Aim: Copy the listing below line for line, with no changes.

Extracted information:
┄┄┄┄┄┄┄┄┄┄
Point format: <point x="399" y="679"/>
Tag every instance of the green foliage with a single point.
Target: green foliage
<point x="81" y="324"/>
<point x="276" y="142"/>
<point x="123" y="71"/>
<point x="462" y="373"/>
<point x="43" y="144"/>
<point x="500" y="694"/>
┄┄┄┄┄┄┄┄┄┄
Task response:
Point format: <point x="399" y="679"/>
Tag every instance of the green foliage with a single point.
Target: green foliage
<point x="81" y="324"/>
<point x="276" y="142"/>
<point x="123" y="71"/>
<point x="462" y="373"/>
<point x="43" y="144"/>
<point x="500" y="694"/>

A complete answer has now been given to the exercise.